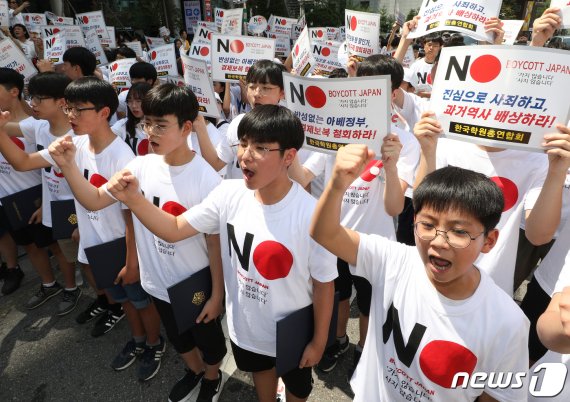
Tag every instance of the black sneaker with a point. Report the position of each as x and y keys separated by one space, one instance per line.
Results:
x=12 y=279
x=128 y=355
x=106 y=323
x=210 y=390
x=94 y=310
x=150 y=360
x=183 y=388
x=331 y=355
────────────────────
WORK TO COMPLETE — An exact copy of the entries above is required; pictures are not part of it.

ANSWER SECTION —
Tag every instance of the black sneaker with a point. Report the position of each as x and y keys separated by one space, one instance per line.
Results:
x=12 y=279
x=128 y=355
x=106 y=323
x=210 y=390
x=94 y=310
x=150 y=360
x=183 y=388
x=331 y=355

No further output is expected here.